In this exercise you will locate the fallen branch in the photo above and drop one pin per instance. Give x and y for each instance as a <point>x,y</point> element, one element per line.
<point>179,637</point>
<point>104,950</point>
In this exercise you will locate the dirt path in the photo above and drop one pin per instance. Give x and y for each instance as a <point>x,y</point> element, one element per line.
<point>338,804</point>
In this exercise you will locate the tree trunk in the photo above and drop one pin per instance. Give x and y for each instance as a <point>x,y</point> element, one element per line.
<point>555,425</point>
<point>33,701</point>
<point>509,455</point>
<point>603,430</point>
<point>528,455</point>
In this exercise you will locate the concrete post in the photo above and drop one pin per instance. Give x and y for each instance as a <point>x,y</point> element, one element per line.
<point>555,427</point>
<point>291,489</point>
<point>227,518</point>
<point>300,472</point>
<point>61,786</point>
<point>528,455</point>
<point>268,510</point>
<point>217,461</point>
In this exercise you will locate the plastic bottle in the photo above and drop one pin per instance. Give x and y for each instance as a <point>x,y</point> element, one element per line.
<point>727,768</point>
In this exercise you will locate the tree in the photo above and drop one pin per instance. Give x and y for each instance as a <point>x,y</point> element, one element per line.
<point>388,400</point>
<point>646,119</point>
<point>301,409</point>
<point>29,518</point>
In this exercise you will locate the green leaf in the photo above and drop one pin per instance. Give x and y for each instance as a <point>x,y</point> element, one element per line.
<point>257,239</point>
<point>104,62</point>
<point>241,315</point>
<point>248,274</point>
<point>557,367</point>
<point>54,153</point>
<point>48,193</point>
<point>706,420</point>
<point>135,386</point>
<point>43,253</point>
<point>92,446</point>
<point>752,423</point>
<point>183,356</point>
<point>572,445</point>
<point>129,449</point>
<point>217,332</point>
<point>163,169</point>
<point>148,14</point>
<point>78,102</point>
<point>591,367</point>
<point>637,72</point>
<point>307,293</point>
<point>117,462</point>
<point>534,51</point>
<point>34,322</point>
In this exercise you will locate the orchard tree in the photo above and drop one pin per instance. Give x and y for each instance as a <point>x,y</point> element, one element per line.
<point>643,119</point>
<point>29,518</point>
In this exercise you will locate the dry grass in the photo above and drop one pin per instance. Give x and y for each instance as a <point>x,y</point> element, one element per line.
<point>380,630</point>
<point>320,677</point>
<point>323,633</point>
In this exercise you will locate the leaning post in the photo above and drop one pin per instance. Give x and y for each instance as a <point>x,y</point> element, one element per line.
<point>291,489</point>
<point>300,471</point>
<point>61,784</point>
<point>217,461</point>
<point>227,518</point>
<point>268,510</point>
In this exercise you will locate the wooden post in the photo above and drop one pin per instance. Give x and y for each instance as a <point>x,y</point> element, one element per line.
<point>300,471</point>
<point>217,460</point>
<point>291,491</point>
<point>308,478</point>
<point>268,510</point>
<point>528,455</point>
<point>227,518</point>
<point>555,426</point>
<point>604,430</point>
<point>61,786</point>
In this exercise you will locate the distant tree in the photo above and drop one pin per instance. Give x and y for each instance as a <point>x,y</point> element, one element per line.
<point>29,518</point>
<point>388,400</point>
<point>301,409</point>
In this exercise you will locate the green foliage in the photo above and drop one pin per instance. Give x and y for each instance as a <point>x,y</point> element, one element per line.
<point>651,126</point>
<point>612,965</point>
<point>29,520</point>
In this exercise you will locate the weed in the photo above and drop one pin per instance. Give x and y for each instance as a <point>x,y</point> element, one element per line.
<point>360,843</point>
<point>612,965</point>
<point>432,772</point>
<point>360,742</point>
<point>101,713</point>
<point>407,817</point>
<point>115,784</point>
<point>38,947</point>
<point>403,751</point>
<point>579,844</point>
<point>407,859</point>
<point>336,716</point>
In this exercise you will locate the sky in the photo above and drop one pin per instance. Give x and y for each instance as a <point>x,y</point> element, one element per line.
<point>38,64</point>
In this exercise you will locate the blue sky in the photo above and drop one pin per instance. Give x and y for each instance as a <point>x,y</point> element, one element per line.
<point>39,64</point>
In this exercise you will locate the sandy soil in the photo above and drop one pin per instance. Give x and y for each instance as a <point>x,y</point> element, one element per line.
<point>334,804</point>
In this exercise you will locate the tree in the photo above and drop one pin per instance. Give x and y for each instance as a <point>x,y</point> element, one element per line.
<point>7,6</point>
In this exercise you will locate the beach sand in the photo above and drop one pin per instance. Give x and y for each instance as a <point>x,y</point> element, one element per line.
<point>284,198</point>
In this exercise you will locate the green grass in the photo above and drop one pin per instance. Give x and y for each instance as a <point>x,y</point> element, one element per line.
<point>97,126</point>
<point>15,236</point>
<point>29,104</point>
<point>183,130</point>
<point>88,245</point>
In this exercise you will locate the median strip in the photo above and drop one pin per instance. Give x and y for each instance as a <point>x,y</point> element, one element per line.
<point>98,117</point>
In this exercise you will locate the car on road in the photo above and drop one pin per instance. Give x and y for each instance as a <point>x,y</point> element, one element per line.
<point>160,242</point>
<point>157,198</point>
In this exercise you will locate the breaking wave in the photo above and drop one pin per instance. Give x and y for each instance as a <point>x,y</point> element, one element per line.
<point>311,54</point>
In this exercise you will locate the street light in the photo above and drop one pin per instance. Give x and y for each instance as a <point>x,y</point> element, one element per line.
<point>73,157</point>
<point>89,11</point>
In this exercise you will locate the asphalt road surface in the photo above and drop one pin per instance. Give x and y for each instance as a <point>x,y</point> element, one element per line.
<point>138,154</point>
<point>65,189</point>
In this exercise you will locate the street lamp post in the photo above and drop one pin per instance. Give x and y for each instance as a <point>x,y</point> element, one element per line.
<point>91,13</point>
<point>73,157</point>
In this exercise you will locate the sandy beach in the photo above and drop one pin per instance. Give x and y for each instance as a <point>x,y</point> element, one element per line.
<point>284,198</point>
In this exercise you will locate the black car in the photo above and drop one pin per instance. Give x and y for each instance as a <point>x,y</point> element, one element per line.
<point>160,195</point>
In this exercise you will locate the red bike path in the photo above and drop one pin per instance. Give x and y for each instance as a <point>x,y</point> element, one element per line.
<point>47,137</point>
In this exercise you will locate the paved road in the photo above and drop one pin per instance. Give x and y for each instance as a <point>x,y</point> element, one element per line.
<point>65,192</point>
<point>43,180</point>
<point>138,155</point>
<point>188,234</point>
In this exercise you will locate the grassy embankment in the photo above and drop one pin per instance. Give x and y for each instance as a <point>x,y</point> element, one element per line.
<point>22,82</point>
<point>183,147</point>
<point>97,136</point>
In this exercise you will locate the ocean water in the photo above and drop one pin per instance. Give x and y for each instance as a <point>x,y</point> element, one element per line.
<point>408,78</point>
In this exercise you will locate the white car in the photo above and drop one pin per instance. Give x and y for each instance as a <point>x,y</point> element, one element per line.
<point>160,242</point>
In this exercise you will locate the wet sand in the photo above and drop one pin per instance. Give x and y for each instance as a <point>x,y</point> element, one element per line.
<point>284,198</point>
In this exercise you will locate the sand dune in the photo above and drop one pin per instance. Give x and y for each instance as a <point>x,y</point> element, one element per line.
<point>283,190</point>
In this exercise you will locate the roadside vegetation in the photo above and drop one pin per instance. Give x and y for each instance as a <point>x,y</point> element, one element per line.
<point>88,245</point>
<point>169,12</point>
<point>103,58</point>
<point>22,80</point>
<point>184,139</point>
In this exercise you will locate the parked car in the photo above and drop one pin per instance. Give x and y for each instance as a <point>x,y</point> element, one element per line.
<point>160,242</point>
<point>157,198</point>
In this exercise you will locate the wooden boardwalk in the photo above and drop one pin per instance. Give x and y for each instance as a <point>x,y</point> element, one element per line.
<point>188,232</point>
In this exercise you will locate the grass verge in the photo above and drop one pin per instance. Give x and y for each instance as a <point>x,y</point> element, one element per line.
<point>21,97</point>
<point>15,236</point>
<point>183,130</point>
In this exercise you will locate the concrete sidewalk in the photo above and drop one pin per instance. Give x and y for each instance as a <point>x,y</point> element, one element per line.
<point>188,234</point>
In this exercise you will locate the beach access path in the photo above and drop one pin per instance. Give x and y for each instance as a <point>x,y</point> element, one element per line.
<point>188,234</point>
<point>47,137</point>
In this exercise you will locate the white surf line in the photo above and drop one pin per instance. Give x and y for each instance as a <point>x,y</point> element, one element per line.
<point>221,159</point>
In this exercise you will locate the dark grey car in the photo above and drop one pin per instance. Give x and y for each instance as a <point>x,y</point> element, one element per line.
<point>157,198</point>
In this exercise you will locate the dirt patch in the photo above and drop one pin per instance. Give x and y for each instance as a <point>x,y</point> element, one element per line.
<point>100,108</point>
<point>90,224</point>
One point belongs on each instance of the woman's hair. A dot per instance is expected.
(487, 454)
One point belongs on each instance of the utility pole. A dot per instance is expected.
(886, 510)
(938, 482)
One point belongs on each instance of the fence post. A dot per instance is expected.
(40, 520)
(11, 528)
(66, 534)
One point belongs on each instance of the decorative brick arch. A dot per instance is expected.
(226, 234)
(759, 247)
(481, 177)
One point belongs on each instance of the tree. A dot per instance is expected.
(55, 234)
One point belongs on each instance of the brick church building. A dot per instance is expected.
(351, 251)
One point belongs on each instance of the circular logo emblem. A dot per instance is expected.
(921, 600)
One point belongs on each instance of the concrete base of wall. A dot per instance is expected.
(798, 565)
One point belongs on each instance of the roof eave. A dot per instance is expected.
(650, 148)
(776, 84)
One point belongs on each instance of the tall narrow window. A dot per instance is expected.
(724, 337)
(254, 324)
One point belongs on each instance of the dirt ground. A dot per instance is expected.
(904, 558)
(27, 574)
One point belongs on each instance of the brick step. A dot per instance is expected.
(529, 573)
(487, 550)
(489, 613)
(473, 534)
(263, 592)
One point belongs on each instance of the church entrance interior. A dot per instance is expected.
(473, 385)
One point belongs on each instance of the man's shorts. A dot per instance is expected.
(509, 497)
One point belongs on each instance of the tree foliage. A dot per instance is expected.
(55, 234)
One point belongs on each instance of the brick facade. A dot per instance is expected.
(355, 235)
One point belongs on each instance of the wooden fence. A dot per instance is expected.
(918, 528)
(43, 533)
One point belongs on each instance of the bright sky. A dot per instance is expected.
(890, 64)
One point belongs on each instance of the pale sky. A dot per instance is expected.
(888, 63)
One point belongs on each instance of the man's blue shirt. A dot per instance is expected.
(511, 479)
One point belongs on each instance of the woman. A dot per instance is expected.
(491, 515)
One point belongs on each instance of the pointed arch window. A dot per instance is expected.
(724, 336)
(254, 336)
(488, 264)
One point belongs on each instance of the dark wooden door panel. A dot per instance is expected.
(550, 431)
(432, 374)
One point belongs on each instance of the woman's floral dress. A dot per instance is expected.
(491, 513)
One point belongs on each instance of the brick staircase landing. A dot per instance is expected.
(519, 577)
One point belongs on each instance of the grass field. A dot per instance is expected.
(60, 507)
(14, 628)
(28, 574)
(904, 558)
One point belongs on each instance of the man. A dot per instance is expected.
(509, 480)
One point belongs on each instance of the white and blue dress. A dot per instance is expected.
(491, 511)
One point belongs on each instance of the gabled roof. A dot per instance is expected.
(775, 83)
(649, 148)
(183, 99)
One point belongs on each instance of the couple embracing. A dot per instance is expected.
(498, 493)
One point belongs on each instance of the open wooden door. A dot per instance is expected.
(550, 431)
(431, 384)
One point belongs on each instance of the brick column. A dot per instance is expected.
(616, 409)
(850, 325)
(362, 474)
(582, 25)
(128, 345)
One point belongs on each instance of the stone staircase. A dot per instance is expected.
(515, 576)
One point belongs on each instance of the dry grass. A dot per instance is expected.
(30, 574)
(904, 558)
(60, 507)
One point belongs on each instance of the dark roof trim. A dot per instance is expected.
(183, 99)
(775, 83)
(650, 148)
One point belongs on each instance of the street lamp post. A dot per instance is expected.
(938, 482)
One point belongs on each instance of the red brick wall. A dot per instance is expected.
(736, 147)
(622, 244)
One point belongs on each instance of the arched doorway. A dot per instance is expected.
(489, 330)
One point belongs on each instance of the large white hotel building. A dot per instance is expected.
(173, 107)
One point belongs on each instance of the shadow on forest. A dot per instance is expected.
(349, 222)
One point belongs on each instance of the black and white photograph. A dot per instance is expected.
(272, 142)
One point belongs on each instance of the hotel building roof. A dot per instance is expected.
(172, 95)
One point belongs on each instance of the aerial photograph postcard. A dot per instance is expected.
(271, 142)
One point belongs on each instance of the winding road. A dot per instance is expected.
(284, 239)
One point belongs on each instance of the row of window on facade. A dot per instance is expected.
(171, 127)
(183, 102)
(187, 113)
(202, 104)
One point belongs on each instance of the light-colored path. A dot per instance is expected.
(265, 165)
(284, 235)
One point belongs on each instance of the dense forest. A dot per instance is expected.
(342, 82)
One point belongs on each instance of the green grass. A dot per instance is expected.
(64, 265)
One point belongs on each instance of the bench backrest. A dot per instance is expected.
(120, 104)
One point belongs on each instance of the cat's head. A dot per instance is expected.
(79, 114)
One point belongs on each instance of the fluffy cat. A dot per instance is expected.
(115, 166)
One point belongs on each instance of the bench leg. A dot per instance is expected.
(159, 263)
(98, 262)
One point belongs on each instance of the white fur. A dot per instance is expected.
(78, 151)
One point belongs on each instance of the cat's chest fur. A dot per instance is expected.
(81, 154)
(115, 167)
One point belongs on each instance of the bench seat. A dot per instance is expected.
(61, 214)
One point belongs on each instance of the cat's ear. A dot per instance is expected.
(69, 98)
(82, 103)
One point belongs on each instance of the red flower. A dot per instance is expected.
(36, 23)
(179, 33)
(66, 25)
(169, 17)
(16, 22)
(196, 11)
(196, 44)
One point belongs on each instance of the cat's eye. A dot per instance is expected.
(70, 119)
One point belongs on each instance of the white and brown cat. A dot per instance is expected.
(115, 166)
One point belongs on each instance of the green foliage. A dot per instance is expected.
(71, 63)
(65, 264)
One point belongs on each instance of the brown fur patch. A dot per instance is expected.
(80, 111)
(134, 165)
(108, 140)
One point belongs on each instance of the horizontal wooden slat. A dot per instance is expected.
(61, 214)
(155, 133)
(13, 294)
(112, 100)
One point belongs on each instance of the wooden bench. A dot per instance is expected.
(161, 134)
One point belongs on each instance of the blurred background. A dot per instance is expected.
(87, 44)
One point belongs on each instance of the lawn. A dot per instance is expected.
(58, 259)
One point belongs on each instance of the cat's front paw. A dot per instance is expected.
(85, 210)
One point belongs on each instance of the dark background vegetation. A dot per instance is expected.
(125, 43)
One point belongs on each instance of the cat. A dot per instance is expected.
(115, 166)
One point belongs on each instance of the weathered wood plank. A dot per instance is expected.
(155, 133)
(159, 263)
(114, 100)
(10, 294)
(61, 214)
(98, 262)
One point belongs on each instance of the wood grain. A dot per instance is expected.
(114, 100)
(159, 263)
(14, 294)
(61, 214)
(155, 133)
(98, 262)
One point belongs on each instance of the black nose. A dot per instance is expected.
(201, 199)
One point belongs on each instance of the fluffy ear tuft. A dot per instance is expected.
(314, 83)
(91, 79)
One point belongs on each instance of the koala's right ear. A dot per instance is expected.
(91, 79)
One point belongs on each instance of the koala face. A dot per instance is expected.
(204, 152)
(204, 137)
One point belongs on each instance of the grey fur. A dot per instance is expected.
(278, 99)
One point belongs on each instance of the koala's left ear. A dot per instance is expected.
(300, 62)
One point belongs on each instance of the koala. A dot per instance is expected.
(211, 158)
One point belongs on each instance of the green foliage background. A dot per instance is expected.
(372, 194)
═══
## Assignment
Every line from the one that holds "One point belongs on each instance of the blurred" to the end of the data above should be given again exactly, with that line and the last one both kept.

## Output for this task
One point belongs on each instance of the blurred background. A dot per instance is expected.
(87, 44)
One point belongs on each instance of the lawn. A dot per instance is expected.
(58, 259)
One point belongs on each instance of the cat's front paw. A dot per instance is expected.
(85, 210)
One point belongs on each instance of the dark background vegetation. A dot per instance is expected.
(125, 43)
One point belongs on each instance of the cat. A dot per instance is expected.
(115, 166)
One point belongs on each instance of the weathered wood plank. A dot per instance is expected.
(155, 133)
(159, 263)
(114, 100)
(10, 294)
(61, 214)
(98, 262)
One point belongs on each instance of the wood grain. A dot per instance is expected.
(114, 100)
(159, 263)
(14, 294)
(61, 214)
(155, 133)
(98, 262)
One point belongs on each instance of the black nose. A dot per instance is expected.
(201, 199)
One point belongs on each instance of the fluffy ear tuft. A dot per instance is expected.
(314, 83)
(91, 79)
One point belongs on each instance of the koala's right ear. A dot per instance is expected.
(91, 79)
One point belongs on each instance of the koala face. A dot per instance is expected.
(204, 152)
(204, 137)
One point belongs on each instance of the grey fur. A dot per instance is expected.
(278, 99)
One point belongs on each instance of the koala's left ear. A dot per instance is expected.
(300, 62)
One point belongs on each instance of the koala. A dot per instance is expected.
(211, 158)
One point belongs on each instance of the green foliage background. A dot per instance is expected.
(372, 194)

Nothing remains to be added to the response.